Dataset entries:

* * * * *

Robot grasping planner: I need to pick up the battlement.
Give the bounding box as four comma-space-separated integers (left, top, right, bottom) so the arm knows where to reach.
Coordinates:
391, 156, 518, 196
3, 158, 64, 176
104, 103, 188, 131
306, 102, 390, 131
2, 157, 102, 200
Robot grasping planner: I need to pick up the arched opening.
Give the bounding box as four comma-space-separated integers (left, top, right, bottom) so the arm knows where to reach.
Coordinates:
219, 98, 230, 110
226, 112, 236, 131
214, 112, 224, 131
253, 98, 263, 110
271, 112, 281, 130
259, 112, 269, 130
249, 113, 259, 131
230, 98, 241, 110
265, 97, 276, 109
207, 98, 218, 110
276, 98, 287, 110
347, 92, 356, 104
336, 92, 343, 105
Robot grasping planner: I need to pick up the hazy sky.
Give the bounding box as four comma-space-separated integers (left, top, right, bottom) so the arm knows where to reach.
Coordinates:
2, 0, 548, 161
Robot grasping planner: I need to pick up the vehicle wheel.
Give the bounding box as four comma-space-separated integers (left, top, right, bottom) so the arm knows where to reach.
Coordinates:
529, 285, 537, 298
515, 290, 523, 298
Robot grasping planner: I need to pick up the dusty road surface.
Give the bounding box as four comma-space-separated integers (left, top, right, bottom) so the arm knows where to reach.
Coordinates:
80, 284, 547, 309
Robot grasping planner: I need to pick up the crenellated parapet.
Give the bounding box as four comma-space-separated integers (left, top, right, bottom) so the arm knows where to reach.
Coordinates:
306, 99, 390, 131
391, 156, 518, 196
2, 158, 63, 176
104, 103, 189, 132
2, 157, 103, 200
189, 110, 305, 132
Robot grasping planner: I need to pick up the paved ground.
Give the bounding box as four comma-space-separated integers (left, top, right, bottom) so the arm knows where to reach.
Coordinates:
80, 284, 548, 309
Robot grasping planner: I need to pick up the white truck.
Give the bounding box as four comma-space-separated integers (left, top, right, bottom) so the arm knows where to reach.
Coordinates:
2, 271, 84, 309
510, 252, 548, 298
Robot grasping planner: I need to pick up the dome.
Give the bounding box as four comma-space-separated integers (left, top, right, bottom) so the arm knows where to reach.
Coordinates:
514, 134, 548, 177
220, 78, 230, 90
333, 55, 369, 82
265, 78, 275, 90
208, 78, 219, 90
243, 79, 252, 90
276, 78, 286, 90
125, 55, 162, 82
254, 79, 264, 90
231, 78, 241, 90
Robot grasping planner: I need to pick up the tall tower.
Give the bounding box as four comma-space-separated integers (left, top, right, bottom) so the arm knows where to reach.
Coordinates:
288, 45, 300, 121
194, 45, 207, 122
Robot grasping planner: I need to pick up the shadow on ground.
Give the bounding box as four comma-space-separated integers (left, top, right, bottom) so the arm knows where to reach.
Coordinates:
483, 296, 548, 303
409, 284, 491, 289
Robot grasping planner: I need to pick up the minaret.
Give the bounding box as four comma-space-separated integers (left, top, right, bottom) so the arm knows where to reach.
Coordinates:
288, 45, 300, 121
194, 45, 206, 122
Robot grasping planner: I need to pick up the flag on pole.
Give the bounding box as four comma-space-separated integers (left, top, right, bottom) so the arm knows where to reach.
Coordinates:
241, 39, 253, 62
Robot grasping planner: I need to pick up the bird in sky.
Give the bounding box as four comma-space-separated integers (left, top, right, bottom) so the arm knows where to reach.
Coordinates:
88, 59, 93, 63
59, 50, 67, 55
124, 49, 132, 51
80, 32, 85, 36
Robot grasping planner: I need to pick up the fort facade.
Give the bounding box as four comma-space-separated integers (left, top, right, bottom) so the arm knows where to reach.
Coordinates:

* * * * *

■ **Activity**
What should come out is the exact run of lines from the one holding "Robot grasping planner: I need to pick up the tall" through the end of the records above, and nothing besides.

■ **Answer section**
Robot grasping planner: I need to pick up the tall tower.
Give the bounding box as four comma-space-separated integers (left, top, right, bottom) so the arm knows where to reach.
Coordinates:
288, 45, 300, 121
194, 45, 207, 122
Robot grasping planner: I need to pick up the shadow on ground.
Give the bounding box as four comma-space-separated integers (left, top, right, bottom) so the arm knows where to reach.
Coordinates:
483, 296, 548, 303
409, 284, 491, 289
Robot grasping planner: I need to pick up the minaret.
Give the bounding box as four comma-space-separated integers (left, top, right, bottom) so the arm knows where to reach.
Coordinates:
288, 45, 300, 121
194, 45, 206, 122
Robot grasping planner: I need to pick up the flag on pole.
Give the bounding box as four comma-space-separated integers (left, top, right, bottom) so the arm knows where to reach.
Coordinates:
241, 39, 253, 62
Robot grasping planner: I need to pick up the bird in sky.
Give the bounding box as four comma-space-separated integers (left, top, right, bottom) so the arm knows where to reach.
Coordinates:
88, 59, 93, 63
59, 50, 67, 55
124, 49, 132, 51
80, 32, 85, 36
Robot grasping planner: I need to pick up the fort facade.
Give the bounding box as four comma-space-separated integers (left, top, right, bottom) so the arm knows where to reach.
Coordinates:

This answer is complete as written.